• To do: Rewrite the stretch from the line containing "Locate the red" through the end of the records, replacing "grass verge" with "painted median" and leaving everything else unchanged.

** Begin Dataset **

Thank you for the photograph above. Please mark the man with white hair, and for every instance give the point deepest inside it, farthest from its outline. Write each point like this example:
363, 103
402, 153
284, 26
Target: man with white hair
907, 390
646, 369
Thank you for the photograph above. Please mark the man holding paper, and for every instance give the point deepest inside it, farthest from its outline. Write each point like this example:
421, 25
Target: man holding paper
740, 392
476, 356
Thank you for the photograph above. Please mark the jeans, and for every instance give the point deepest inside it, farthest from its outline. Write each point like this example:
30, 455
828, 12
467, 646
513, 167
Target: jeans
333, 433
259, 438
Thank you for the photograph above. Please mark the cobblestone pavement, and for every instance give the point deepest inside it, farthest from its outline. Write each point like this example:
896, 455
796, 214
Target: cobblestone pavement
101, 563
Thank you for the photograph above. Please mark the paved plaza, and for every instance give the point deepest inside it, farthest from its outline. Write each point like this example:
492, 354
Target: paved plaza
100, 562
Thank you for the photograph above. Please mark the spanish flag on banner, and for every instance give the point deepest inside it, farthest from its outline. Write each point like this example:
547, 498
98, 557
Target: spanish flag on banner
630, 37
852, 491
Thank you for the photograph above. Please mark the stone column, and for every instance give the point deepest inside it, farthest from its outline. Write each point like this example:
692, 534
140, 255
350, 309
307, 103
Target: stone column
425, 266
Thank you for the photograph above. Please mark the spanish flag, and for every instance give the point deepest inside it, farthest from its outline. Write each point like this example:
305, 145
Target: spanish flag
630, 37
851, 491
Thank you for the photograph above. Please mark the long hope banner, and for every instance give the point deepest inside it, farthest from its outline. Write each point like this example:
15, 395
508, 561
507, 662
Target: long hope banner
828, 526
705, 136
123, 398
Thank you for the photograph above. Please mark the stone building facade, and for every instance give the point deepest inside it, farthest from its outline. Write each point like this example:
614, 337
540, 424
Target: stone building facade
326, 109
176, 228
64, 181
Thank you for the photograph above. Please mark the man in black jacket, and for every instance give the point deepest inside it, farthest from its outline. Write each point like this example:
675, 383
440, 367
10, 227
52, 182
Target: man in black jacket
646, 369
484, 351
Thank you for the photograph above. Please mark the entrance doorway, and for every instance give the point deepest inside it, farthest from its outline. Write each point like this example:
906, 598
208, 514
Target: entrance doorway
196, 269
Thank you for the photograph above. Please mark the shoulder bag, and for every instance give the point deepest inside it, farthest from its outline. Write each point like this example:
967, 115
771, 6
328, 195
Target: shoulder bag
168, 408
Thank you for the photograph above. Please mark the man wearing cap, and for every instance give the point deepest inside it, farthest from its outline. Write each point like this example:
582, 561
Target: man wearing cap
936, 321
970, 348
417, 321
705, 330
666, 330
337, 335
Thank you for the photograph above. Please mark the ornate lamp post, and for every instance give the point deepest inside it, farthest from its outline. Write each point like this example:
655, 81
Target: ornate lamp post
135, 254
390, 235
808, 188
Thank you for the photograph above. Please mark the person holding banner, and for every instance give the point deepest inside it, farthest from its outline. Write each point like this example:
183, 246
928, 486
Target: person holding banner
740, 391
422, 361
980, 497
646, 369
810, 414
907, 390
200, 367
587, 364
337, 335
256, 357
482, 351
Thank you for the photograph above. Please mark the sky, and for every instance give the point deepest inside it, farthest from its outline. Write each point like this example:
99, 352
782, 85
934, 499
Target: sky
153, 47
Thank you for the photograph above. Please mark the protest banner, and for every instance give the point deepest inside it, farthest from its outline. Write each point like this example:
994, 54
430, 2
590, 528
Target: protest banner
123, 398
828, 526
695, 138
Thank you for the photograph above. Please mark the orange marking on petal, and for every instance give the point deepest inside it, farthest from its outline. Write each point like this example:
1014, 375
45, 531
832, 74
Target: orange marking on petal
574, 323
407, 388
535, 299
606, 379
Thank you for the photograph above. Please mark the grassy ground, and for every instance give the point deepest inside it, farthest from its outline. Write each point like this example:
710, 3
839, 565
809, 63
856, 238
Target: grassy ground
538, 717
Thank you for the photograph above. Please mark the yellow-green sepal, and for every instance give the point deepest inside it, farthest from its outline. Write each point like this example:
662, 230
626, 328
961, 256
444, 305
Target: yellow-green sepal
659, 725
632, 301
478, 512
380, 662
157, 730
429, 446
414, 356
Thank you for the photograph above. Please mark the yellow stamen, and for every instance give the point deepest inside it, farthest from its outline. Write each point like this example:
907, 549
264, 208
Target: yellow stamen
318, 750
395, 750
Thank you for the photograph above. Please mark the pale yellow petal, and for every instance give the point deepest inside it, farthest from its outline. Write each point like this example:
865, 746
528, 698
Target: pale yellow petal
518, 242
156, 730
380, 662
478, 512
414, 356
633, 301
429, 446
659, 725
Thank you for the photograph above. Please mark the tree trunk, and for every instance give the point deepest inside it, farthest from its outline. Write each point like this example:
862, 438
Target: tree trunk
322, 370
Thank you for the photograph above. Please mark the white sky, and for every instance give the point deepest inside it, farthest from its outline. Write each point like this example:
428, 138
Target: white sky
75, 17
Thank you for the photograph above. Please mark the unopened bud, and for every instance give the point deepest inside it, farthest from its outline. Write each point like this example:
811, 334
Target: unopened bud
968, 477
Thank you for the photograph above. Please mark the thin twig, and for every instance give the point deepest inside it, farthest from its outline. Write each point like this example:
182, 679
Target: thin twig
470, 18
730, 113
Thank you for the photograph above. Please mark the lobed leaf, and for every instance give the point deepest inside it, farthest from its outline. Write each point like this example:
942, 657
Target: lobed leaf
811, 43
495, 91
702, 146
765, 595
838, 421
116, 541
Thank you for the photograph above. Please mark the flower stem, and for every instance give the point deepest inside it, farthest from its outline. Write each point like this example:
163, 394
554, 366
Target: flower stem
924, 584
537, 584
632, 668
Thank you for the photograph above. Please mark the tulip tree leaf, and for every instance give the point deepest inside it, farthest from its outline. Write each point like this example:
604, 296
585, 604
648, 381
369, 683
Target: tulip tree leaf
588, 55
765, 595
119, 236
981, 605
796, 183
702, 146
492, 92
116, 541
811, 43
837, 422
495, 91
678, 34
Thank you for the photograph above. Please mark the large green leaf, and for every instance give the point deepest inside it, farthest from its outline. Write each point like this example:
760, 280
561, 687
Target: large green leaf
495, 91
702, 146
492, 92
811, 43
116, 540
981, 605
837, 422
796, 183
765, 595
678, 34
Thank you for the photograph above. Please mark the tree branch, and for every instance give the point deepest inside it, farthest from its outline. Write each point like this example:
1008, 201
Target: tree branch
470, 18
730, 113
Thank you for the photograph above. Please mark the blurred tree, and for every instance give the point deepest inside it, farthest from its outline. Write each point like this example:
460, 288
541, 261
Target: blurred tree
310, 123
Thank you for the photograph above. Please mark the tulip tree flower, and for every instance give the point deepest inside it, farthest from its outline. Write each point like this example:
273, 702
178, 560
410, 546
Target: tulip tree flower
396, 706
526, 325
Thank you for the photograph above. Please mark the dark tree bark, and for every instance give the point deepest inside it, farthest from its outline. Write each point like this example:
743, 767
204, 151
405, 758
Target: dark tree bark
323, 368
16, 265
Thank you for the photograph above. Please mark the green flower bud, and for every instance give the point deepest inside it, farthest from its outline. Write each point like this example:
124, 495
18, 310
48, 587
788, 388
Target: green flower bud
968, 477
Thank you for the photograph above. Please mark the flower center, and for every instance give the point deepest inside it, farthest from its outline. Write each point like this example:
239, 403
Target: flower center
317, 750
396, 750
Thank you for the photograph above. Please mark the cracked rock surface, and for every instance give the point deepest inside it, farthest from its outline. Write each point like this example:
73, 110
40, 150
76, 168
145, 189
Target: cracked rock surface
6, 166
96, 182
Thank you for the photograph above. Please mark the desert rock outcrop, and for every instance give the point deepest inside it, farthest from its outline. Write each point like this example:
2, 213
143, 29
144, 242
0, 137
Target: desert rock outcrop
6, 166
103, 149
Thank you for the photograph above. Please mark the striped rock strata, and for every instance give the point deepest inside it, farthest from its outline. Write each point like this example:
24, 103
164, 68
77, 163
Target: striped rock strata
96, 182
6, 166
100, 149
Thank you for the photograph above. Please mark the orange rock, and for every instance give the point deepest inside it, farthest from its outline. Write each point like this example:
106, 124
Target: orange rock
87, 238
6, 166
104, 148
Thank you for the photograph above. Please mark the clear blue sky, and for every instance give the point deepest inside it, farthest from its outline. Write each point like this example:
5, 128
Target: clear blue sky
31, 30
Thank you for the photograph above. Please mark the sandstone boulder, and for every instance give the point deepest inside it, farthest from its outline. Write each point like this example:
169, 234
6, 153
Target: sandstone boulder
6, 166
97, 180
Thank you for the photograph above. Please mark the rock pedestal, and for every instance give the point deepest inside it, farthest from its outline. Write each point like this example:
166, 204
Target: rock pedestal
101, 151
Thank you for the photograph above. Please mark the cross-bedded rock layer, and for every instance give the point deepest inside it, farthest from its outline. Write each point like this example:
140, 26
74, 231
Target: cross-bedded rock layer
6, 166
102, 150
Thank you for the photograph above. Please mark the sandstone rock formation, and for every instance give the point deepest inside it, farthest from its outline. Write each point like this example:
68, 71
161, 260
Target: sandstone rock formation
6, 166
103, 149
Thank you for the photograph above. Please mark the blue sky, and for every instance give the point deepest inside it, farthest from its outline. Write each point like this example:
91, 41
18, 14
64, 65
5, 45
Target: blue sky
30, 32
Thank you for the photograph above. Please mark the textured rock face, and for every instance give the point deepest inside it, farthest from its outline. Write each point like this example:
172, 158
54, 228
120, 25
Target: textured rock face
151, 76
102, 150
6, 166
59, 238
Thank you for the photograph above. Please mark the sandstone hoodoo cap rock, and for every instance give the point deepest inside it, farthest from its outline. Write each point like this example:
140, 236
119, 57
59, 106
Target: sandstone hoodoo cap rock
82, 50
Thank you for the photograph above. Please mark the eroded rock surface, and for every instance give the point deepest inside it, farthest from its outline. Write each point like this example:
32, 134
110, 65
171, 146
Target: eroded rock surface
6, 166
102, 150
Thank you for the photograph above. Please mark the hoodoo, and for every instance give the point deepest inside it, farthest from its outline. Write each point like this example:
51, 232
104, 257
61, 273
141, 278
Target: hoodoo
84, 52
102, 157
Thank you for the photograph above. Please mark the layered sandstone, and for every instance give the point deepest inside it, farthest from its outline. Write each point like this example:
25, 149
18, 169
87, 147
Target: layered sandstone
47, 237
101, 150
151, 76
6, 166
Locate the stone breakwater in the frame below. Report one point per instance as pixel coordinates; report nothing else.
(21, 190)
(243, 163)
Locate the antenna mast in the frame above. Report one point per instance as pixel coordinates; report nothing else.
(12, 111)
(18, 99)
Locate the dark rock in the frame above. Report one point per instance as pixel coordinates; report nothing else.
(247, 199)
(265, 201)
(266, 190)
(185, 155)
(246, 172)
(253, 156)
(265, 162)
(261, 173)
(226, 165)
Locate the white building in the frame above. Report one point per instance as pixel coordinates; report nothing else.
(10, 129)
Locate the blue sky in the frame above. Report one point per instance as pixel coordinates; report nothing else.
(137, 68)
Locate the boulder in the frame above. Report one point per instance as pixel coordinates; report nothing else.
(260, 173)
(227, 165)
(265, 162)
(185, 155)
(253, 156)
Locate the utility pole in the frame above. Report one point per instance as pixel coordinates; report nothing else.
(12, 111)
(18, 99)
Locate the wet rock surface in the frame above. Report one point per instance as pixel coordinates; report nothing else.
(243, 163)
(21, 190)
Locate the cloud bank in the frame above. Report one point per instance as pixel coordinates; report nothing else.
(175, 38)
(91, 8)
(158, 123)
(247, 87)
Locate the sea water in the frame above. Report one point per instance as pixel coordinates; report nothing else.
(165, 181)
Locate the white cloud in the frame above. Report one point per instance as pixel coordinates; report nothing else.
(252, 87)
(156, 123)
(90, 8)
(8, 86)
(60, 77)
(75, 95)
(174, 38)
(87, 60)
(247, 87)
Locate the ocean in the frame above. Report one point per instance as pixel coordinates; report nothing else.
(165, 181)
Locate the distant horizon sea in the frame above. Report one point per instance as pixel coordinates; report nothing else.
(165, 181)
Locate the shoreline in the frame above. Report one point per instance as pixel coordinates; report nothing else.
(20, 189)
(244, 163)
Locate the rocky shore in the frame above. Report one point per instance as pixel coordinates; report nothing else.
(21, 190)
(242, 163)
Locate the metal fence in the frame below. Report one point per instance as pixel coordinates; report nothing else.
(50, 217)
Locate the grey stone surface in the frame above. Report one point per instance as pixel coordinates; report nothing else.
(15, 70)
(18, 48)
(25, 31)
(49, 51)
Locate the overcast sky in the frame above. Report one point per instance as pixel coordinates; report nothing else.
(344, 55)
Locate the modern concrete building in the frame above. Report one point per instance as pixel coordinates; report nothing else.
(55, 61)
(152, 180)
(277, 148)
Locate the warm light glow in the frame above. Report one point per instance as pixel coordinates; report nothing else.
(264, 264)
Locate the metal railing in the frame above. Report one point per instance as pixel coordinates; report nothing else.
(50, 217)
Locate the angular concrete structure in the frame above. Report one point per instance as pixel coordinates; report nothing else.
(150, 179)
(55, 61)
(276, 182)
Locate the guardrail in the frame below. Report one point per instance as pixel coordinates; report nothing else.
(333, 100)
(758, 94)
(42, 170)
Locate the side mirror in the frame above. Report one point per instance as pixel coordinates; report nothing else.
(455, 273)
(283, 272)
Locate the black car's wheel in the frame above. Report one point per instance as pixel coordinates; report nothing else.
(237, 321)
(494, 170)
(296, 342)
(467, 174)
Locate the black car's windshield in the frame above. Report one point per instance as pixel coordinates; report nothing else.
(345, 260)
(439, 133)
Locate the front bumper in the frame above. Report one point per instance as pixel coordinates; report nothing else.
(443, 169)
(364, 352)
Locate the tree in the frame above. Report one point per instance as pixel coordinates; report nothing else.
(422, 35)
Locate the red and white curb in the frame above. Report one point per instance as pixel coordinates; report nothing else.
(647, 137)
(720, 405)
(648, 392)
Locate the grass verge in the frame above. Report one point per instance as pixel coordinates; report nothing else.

** End Dataset **

• Response:
Locate the red and white curb in the frame above. Report one point per instance as pixel coordinates; report nothing else.
(647, 137)
(720, 405)
(648, 392)
Locate the painted median in the frame above. Report one point per instance as pixel coordinates; report nothing else.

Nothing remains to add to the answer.